## REQUEST 1
In the passage about where the battle was fought, what does the place-name Senlac literally mean?
## REQUEST 2
Write the next part of the passage about where the battle was fought, following on from its final sentence.

## PROVIDED TEXT
════════════════════

Suddenly the forest poured forth troops of men, and from the hiding-places of the woods a host dashed forward. There was a hill near the forest and a neighbouring valley and the ground was untilled because of its roughness … they seized this place for the battle. On the highest point of the summit he [Harold] planted his banner.

This could fit either hill, but the remarks about woodland are of interest.
22

Caldbec Hill was right on the edge of the heavily wooded land. Domesday Book allows us to say this with some hope of being accurate, since it indicates which parts were cultivated. The Battle chronicler says there were woods around the abbey, but from Domesday it seems likely that if troops emerged from ‘forest’ they would first come on to Caldbec, which after all was the appointed meeting place. We shall leave the identification of the Malfosse to a later point in our discussion, but it fits as well and perhaps better with a battle fought on Caldbec than one on Battle Hill.

It might be thought that Orderic’s description, though a late one, confirms the abbey account. He wrote: ‘a great multitude of the English flocked together from all sides to the place whose early name was Senlac … Reaching the spot they all dismounted from their horses and stood close together in a dense formation on foot.’ It is important that Orderic uses an otherwise unknown place-name, and it has been universally applied to Battle Hill, but without any evidence. Orderic knew a name for the place, but which place? Senlac means literally ‘sand-lake’, and there is no lake close by Battle Hill, though people have conjectured that there may once have been.
23
The hill itself would certainly not be called ‘sand-lake’, and there is no reason to think that Senlac means Battle Hill.

However, there was a lake, or at least a pool, close by Caldbec Hill, close to Oakwood Gill on the edge of the wooded area. We also note that taken as it stands, without prior knowledge of where Senlac is, Orderic’s account sounds more like that of the
Anglo-Saxon Chronicle
, as if the English dismounted and fought at the point of assembly, rather than marching on a mile or so, and that Senlac was the name of the assembly point. His account is that they came to Senlac and ‘Reaching the spot they all dismounted from their horses’. The Bayeux Tapestry, just as it moves to the story of the battle, depicts three trees – none have been shown since the Norman felling of timber for building the fleet.
24
This seems to confirm that woods were in the vicinity of the fighting, though in this case seen from the point of view of the Norman advance, which also shows a hill on the approach.

There are a few minor points which might cause this pause for thought to seem worthwhile. The battle accounts have always left a few puzzles when historians have tried to relate them to the actual ground of Battle Hill. There are questions about the ‘hillock’ on the Tapestry.
25
One has been identified in the flatter ground before the abbey, but it hardly fits, and is very small. The ‘hillock’ also appears on the Tapestry before even the rumour of William’s death. Later, it will be suggested that there was no hillock to look for. Then there is the matter of where the ‘Malfosse’ was, if that is the correct name even to connect with an incident in the battle.

════════════════════

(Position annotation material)

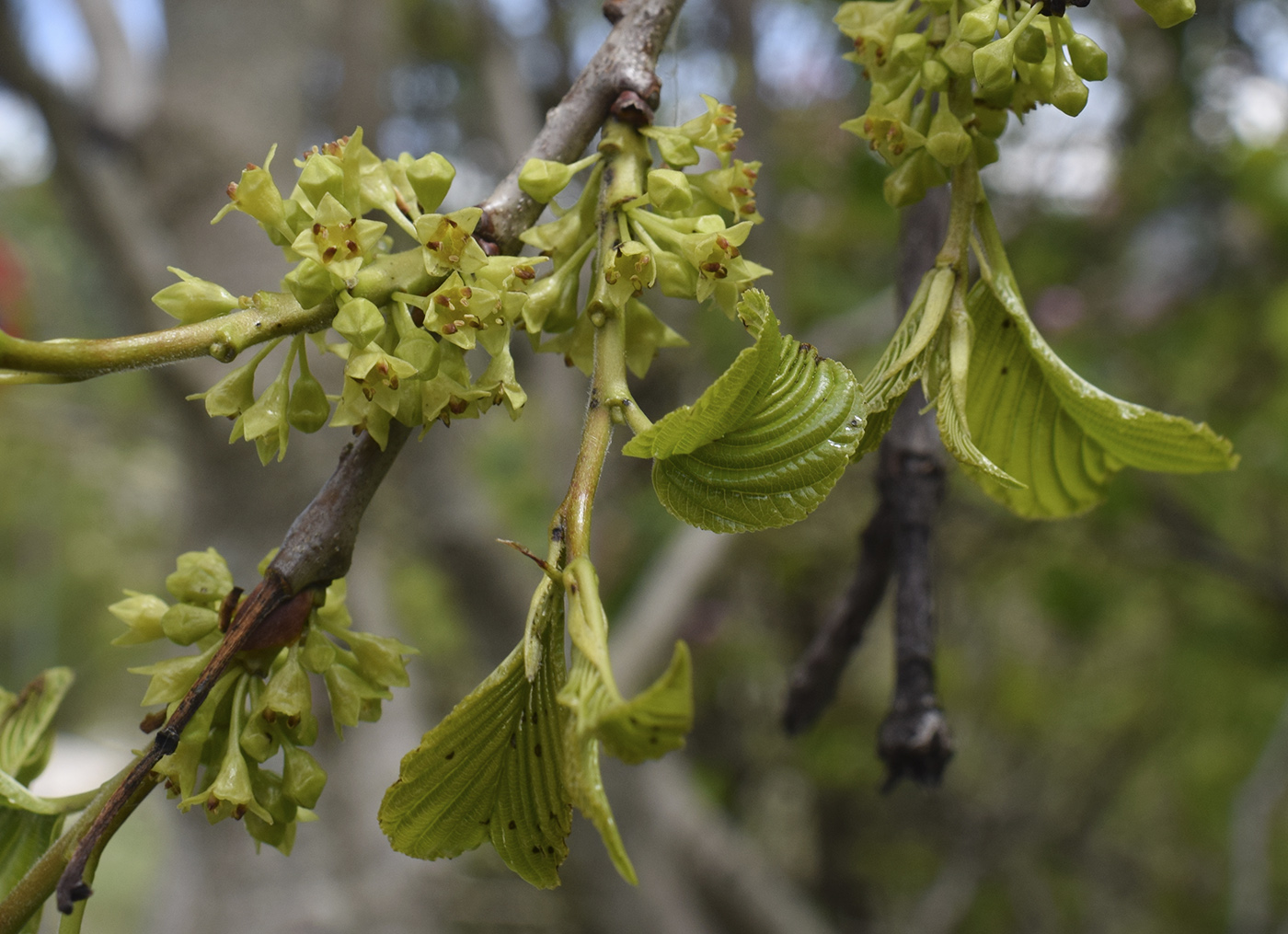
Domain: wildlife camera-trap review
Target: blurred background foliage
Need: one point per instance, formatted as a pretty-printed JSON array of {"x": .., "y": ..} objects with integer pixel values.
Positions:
[{"x": 1116, "y": 682}]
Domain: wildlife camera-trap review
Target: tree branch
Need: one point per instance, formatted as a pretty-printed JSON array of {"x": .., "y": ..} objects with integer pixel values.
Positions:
[
  {"x": 318, "y": 547},
  {"x": 914, "y": 738},
  {"x": 625, "y": 62}
]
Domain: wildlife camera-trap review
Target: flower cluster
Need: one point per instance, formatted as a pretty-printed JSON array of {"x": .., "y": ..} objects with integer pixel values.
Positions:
[
  {"x": 946, "y": 76},
  {"x": 683, "y": 235},
  {"x": 405, "y": 340},
  {"x": 261, "y": 705}
]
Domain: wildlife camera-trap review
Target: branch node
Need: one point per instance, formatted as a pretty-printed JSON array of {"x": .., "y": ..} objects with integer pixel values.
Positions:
[
  {"x": 614, "y": 10},
  {"x": 631, "y": 109}
]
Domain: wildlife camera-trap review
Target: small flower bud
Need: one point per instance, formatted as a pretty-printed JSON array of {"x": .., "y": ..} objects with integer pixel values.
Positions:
[
  {"x": 985, "y": 150},
  {"x": 303, "y": 778},
  {"x": 676, "y": 277},
  {"x": 380, "y": 659},
  {"x": 1088, "y": 60},
  {"x": 910, "y": 182},
  {"x": 979, "y": 26},
  {"x": 258, "y": 738},
  {"x": 280, "y": 830},
  {"x": 200, "y": 577},
  {"x": 995, "y": 64},
  {"x": 311, "y": 283},
  {"x": 1030, "y": 45},
  {"x": 934, "y": 75},
  {"x": 1068, "y": 92},
  {"x": 669, "y": 190},
  {"x": 287, "y": 693},
  {"x": 947, "y": 142},
  {"x": 551, "y": 303},
  {"x": 183, "y": 624},
  {"x": 431, "y": 177},
  {"x": 1167, "y": 13},
  {"x": 267, "y": 418},
  {"x": 908, "y": 51},
  {"x": 173, "y": 676},
  {"x": 422, "y": 352},
  {"x": 142, "y": 614},
  {"x": 360, "y": 322},
  {"x": 348, "y": 689},
  {"x": 308, "y": 408},
  {"x": 322, "y": 176},
  {"x": 959, "y": 57},
  {"x": 991, "y": 121},
  {"x": 544, "y": 178},
  {"x": 257, "y": 195},
  {"x": 675, "y": 147},
  {"x": 193, "y": 299},
  {"x": 317, "y": 654}
]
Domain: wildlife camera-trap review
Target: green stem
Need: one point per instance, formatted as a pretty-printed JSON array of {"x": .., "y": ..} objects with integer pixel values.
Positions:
[
  {"x": 609, "y": 397},
  {"x": 965, "y": 187},
  {"x": 270, "y": 315},
  {"x": 39, "y": 884}
]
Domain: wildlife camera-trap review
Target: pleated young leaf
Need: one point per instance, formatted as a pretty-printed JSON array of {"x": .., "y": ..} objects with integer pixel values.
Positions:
[
  {"x": 646, "y": 727},
  {"x": 727, "y": 402},
  {"x": 26, "y": 721},
  {"x": 492, "y": 770},
  {"x": 29, "y": 824},
  {"x": 885, "y": 384},
  {"x": 1059, "y": 435},
  {"x": 765, "y": 442},
  {"x": 23, "y": 839}
]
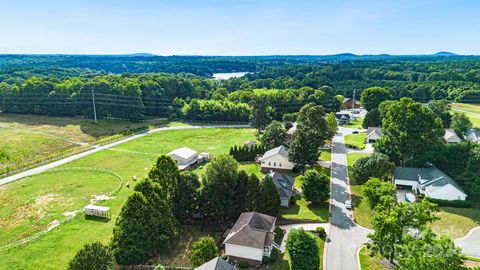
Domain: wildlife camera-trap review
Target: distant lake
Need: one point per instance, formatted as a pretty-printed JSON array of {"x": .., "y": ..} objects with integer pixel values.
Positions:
[{"x": 228, "y": 75}]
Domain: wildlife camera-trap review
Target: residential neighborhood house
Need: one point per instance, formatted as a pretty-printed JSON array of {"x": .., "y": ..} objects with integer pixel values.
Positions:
[
  {"x": 473, "y": 135},
  {"x": 450, "y": 136},
  {"x": 431, "y": 182},
  {"x": 276, "y": 159},
  {"x": 187, "y": 158},
  {"x": 373, "y": 134},
  {"x": 251, "y": 238},
  {"x": 216, "y": 263},
  {"x": 285, "y": 185}
]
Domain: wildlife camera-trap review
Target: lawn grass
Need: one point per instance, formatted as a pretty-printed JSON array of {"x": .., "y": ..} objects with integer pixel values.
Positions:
[
  {"x": 369, "y": 263},
  {"x": 356, "y": 141},
  {"x": 26, "y": 139},
  {"x": 283, "y": 261},
  {"x": 56, "y": 248},
  {"x": 357, "y": 123},
  {"x": 326, "y": 155},
  {"x": 456, "y": 222}
]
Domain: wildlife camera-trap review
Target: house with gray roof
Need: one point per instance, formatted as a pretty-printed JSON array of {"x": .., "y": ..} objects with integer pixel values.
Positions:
[
  {"x": 216, "y": 263},
  {"x": 430, "y": 181},
  {"x": 285, "y": 185},
  {"x": 473, "y": 135},
  {"x": 251, "y": 238}
]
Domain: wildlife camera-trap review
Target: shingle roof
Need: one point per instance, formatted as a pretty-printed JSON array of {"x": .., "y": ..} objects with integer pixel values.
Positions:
[
  {"x": 281, "y": 150},
  {"x": 216, "y": 263},
  {"x": 284, "y": 184},
  {"x": 431, "y": 178},
  {"x": 252, "y": 229}
]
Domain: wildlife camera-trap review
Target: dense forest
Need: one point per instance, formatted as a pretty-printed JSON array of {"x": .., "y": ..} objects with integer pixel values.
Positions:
[{"x": 140, "y": 86}]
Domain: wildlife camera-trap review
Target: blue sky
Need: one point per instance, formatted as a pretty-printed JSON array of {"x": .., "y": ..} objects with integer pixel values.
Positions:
[{"x": 239, "y": 27}]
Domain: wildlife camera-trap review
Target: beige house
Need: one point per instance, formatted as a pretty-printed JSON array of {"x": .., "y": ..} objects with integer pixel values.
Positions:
[
  {"x": 276, "y": 159},
  {"x": 251, "y": 238}
]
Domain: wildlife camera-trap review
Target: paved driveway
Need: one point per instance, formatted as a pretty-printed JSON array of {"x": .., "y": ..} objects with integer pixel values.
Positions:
[{"x": 345, "y": 236}]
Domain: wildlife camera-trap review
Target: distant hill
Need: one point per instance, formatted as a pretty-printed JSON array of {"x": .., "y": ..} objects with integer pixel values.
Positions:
[{"x": 445, "y": 54}]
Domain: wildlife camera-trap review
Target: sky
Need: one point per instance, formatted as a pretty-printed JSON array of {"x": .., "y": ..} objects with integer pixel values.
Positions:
[{"x": 239, "y": 27}]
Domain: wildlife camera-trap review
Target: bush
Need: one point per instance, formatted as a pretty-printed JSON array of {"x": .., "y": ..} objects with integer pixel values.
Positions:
[
  {"x": 321, "y": 232},
  {"x": 242, "y": 264},
  {"x": 454, "y": 203}
]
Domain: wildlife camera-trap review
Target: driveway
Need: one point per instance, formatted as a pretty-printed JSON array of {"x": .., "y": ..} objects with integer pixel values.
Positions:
[
  {"x": 60, "y": 162},
  {"x": 470, "y": 243},
  {"x": 345, "y": 236}
]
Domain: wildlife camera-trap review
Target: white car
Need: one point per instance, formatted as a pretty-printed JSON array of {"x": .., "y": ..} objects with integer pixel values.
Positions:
[{"x": 348, "y": 204}]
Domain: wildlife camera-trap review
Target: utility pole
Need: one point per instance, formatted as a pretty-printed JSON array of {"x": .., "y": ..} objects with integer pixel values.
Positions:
[
  {"x": 353, "y": 99},
  {"x": 94, "y": 109}
]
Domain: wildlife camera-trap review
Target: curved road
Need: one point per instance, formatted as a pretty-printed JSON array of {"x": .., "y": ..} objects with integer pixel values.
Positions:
[
  {"x": 345, "y": 236},
  {"x": 60, "y": 162}
]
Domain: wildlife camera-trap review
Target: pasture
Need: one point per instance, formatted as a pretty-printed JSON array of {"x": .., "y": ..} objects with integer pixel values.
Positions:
[{"x": 54, "y": 249}]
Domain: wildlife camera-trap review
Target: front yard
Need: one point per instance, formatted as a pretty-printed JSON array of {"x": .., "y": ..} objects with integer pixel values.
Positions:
[{"x": 356, "y": 141}]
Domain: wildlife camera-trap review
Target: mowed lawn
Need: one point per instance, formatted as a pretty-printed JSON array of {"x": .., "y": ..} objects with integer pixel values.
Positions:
[
  {"x": 29, "y": 138},
  {"x": 472, "y": 110},
  {"x": 56, "y": 248},
  {"x": 356, "y": 140}
]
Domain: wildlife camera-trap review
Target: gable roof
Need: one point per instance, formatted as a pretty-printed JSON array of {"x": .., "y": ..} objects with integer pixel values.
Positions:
[
  {"x": 252, "y": 229},
  {"x": 374, "y": 131},
  {"x": 284, "y": 184},
  {"x": 281, "y": 150},
  {"x": 183, "y": 153},
  {"x": 216, "y": 263},
  {"x": 451, "y": 136},
  {"x": 431, "y": 178}
]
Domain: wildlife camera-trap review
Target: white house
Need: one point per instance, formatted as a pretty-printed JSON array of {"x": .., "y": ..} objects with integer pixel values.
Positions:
[
  {"x": 186, "y": 158},
  {"x": 251, "y": 238},
  {"x": 450, "y": 136},
  {"x": 285, "y": 185},
  {"x": 473, "y": 135},
  {"x": 216, "y": 263},
  {"x": 276, "y": 159},
  {"x": 373, "y": 134},
  {"x": 431, "y": 182}
]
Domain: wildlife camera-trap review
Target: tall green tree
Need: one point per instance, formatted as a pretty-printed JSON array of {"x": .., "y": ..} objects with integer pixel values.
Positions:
[
  {"x": 428, "y": 251},
  {"x": 461, "y": 123},
  {"x": 219, "y": 183},
  {"x": 165, "y": 172},
  {"x": 303, "y": 250},
  {"x": 203, "y": 251},
  {"x": 261, "y": 114},
  {"x": 185, "y": 201},
  {"x": 410, "y": 130},
  {"x": 373, "y": 96},
  {"x": 315, "y": 186},
  {"x": 94, "y": 256},
  {"x": 268, "y": 198},
  {"x": 274, "y": 135}
]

════════════════════

## TASK RESULT 1
It literally means "sand-lake."

## TASK RESULT 2
26

It is puzzling given the enormous interest in Hastings, that despite the digging of foundations for the abbey, for the old primary school, for all the houses along the main road, all the digging in gardens, the archaeological digs at various points in the abbey grounds, the road making, not a single trace of the battle has been found. There are a few tales about finds, but none which have ever been verified and which would prove that Battle Hill had been the site of a great battle. Have people simply been looking in the wrong place?
27

Here we shall end this debate. There is no certainty that the battle of Hastings was fought at Caldbec. What needs to be said is that the evidence is not decisive. There are question-marks against placing the site on Battle Hill, and we should keep a more open mind on the matter than has been the case to date. I did not put this case with any particular pleasure. I have had a long association with Pyke House and the traditional battlefield. I shall be perfectly happy if some further proof appears which confirms the traditional location. It is simply that if one looks at the evidence objectively, questions have to be raised. I must confess to a wry grin at the thought that the traditional site just might be wrong, and at all those people who have so carefully measured Battle Hill to calculate how many men stood on it if each had 3 feet of ground, the little signs all over the place to mark who stood where, the confident guides in the abbey, or whatever… .

The case for Caldbec Hill as the battle site has been put at some length because it has never been done before, not because it is necessarily correct. Yet whatever reservations we have about the Battle chronicler, it does seem likely that the abbey called after the battle would have been built where the battle was fought, and that the monks, who did not know the land or the country, would have sought advice from any one of the thousands who had fought there. But stranger things have happened. We may also question whether the altar is actually on the summit of the hill and was Harold’s command post. But on the ground of probability, there remains a good case for the traditional site.
28

Harold certainly placed a banner to mark his command position on the summit of the chosen hill. Harold may have had two banners: the Wessex dragon banner sometimes called the Wyvern which is shown on the Tapestry, and perhaps also his own personal banner of the Fighting Man. William of Malmesbury says that after the battle the Fighting Man, embroidered with gold and precious stones, was sent to the Pope by the victor.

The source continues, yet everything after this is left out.